Text extract:
As described above, according to the fourth embodiment, when the support representative has taken over the conversation between the customer and the question answering program 21 and has answered the inquiry from the customer on the spot, the question-answer pair generation program 25 combines the question sentences that the customer has input to the question answering program 21 and to the support representative, with the answer sentence from the support representative, thereby generating question-answer pairs. By using the question-answer pairs, the question-answer pair generation program 25 can automatically generate additional question-answer pairs as illustrated in FIG. 14C, with reduced man-hours.

Fifth Embodiment

Next, a fifth embodiment of the present invention will be described. In the fifth embodiment, when the conversation between the customer 140 and the question answering program 21 has failed, the question answering program 21 (see FIG. 2) acquires the reason why the customer 140 has determined that the conversation has failed (answer failure reason), and updates the existing question-answer pairs. The question answering program 21 can acquire the reason by presenting a plurality of possible failure reasons and causing the questioner to select one of the failure reasons, for example.

FIG. 15 illustrates an example of question-answer pair data 1500 according to the present embodiment. In the question-answer pair data 1500, a single column item, namely, an “unsafe operation 1514,” is added to each entry in the question-answer pair data 300 illustrated in FIG. 3. The unsafe operation 1514 represents a trouble which may be caused to the equipment or the customer when the instruction indicated by the answer sentence 312 is implemented. When giving the answer sentence 312 to the customer 140 through a conversation, the question answering program 21 can perform, depending on how serious the trouble indicated by the unsafe operation 1514 is, the processing of giving a warning sentence indicating that the answer sentence 312 includes an unsafe operation, or preventing the answer sentence 312 in question from being given to the customer 140, for example.

Raw data:
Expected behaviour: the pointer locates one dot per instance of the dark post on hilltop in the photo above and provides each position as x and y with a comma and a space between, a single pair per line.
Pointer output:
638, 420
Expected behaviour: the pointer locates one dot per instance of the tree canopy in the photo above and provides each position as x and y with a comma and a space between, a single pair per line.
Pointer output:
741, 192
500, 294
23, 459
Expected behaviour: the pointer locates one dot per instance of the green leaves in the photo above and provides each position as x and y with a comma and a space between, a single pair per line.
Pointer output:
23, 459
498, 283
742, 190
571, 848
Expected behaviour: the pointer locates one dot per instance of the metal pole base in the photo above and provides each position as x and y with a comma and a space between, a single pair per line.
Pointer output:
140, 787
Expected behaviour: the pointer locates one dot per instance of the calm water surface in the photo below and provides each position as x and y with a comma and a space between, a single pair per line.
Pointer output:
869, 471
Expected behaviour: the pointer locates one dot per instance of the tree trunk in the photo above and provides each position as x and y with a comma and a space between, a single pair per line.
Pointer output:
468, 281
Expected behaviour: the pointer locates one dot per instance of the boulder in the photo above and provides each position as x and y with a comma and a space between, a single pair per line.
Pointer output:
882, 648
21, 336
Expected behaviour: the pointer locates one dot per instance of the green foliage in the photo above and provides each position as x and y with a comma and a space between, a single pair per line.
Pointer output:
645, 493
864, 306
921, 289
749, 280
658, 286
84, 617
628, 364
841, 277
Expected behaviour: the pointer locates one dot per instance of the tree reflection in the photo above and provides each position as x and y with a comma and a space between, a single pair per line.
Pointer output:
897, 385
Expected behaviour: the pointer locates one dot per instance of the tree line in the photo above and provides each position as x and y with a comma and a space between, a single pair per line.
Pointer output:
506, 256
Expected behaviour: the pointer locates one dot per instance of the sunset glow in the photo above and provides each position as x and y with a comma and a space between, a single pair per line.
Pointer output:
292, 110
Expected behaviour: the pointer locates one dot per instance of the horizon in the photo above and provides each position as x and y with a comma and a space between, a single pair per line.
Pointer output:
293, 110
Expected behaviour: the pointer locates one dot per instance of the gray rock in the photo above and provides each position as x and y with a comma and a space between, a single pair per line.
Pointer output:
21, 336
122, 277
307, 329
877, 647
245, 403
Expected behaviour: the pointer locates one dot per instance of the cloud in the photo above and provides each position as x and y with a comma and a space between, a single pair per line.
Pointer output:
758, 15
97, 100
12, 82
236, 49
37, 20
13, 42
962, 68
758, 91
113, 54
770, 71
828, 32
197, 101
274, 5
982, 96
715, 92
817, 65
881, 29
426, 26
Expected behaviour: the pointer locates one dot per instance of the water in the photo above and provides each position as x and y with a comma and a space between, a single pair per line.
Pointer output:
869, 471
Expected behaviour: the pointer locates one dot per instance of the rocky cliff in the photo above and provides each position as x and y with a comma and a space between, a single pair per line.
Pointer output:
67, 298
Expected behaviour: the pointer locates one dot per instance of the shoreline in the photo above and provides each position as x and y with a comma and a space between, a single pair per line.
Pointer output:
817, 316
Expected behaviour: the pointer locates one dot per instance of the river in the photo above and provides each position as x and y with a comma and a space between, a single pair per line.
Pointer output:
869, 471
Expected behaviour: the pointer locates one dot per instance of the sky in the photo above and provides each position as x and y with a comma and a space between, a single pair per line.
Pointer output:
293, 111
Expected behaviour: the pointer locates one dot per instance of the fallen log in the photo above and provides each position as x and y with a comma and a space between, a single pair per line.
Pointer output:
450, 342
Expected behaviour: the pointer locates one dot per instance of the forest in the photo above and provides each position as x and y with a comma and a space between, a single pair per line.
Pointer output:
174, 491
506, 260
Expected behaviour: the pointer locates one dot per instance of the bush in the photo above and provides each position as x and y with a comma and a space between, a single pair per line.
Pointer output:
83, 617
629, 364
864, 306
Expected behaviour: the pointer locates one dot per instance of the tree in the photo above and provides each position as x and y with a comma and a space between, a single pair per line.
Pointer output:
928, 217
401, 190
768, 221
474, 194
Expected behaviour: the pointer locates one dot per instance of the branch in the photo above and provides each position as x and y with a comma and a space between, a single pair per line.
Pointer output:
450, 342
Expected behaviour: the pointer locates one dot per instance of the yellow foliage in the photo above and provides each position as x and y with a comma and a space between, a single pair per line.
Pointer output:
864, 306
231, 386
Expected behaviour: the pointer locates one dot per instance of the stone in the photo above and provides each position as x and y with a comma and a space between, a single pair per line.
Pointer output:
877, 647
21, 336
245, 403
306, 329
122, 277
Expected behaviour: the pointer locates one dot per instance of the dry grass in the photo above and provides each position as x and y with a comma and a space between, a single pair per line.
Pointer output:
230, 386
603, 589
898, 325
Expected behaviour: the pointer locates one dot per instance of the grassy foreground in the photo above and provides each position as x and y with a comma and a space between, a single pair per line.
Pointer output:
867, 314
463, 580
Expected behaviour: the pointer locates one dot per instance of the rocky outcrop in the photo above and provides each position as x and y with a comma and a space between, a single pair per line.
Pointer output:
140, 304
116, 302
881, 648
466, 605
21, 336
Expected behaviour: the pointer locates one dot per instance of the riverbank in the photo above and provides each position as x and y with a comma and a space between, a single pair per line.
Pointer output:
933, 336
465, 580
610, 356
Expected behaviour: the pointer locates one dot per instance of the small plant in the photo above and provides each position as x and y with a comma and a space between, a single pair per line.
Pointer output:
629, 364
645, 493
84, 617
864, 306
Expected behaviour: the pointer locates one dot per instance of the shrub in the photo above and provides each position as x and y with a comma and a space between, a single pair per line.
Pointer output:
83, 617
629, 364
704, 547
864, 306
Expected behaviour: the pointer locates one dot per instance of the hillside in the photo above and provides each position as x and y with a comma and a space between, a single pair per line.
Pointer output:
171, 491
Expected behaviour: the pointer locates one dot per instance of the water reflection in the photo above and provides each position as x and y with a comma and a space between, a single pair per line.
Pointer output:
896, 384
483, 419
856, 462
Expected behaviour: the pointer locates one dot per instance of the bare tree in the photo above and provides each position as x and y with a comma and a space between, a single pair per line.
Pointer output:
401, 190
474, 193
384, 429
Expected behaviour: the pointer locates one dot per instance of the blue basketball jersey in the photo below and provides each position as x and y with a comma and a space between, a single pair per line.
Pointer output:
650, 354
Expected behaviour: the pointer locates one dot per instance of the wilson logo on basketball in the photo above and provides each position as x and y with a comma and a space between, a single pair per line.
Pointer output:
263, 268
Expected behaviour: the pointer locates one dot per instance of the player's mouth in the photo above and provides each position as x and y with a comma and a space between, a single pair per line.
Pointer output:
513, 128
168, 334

What is asked:
1. Per the patent excerpt, which single column item is added to each entry in question-answer pair data 1500?
2. Reproduce word for word the part of the patent excerpt from "FIG. 15 illustrates" to "140, for example.".

Solutions:
1. An "unsafe operation 1514" column.

2.
FIG. 15 illustrates an example of question-answer pair data 1500 according to the present embodiment. In the question-answer pair data 1500, a single column item, namely, an “unsafe operation 1514,” is added to each entry in the question-answer pair data 300 illustrated in FIG. 3. The unsafe operation 1514 represents a trouble which may be caused to the equipment or the customer when the instruction indicated by the answer sentence 312 is implemented. When giving the answer sentence 312 to the customer 140 through a conversation, the question answering program 21 can perform, depending on how serious the trouble indicated by the unsafe operation 1514 is, the processing of giving a warning sentence indicating that the answer sentence 312 includes an unsafe operation, or preventing the answer sentence 312 in question from being given to the customer 140, for example.